- _EXERCISE OBJECTIVE_
Put every line of the records below into a numbered list, leaving out any blank lines.

====== RECORDS FOR THE TASK ======

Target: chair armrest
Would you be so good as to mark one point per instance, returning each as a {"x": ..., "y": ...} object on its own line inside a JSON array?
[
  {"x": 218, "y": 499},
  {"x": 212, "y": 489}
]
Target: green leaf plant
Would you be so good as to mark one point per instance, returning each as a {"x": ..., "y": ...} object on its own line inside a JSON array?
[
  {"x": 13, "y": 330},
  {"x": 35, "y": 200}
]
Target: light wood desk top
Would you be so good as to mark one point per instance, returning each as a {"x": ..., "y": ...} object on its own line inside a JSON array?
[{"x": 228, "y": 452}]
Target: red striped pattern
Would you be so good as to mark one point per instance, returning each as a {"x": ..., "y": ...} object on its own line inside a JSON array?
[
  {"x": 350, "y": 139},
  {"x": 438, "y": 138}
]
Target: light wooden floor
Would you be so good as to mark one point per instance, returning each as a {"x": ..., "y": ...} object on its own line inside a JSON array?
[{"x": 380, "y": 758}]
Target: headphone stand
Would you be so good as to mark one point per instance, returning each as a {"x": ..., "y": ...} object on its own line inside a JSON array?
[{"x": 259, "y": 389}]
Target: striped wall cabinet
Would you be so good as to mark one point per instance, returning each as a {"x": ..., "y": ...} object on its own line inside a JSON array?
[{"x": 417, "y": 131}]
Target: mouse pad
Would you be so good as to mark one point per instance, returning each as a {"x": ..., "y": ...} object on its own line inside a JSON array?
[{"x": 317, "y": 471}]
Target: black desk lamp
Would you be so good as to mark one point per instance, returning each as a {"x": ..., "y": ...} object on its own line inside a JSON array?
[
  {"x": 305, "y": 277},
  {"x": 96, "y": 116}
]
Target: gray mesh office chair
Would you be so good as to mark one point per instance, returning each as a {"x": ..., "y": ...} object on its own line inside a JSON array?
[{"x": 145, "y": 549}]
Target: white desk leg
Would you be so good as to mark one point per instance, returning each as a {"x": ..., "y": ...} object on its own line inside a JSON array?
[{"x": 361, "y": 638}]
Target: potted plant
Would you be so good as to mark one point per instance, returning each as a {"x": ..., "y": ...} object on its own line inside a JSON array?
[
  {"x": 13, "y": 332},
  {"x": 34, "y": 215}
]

======

- _OUTPUT OF THE TASK_
1. Target: chair armrest
2. Would you be so good as to mark one point per instance, returning each as a {"x": ..., "y": ...} object on its own line inside a JSON array?
3. [
4.   {"x": 218, "y": 499},
5.   {"x": 212, "y": 489}
6. ]
7. Target: green leaf plant
8. Would you be so good as to mark one point per instance, returning each as a {"x": ..., "y": ...} object on its own line inside a JSON array?
9. [
10.   {"x": 13, "y": 330},
11.   {"x": 35, "y": 200}
12. ]
13. Target: light wood desk top
14. Would you be so good as to mark one point per instance, returning each as a {"x": ..., "y": ...} object on its own line inside a JSON array?
15. [{"x": 228, "y": 452}]
16. Target: red striped pattern
17. Would you be so good as to mark one point per instance, returning each as a {"x": ..., "y": ...} object on its own line inside a JSON array?
18. [
19.   {"x": 350, "y": 139},
20.   {"x": 438, "y": 138}
21. ]
22. Target: light wooden floor
23. Would you be so good as to mark one point per instance, returning each as a {"x": ..., "y": ...} object on its own line inside a JSON array?
24. [{"x": 380, "y": 758}]
25. Target: headphone stand
26. Would you be so good as to mark one point per instance, returning each as a {"x": ..., "y": ...} object on its own line inside a JSON array?
27. [{"x": 259, "y": 389}]
28. Target: striped wall cabinet
29. Would you be so good as to mark one point per instance, returning each as a {"x": ..., "y": ...} object on its own line inside a JSON array?
30. [{"x": 417, "y": 131}]
31. Target: mouse pad
32. Would you be so good as to mark one point per instance, returning each as a {"x": ..., "y": ...} object on its own line inside a JSON array?
33. [{"x": 317, "y": 471}]
34. Target: black desk lamp
35. Would you be so good as to mark one point per instance, returning each as a {"x": ..., "y": ...} object on its own line inside a JSON array?
36. [
37.   {"x": 305, "y": 277},
38.   {"x": 96, "y": 116}
39. ]
40. Target: gray mesh office chair
41. Would you be so good as to mark one point per instance, returning each as a {"x": ..., "y": ...} object on its own line inside a JSON array?
42. [{"x": 145, "y": 549}]
43. Target: white desk leg
44. Would you be so good as to mark one point per instance, returning each as a {"x": ..., "y": ...} object on its own line inside a JSON array?
45. [{"x": 361, "y": 638}]
46. Target: potted plant
47. Would you be so good as to mark one point per instance, returning each as a {"x": ..., "y": ...} object on its own line inside a JSON array?
48. [
49.   {"x": 13, "y": 332},
50.   {"x": 34, "y": 215}
51. ]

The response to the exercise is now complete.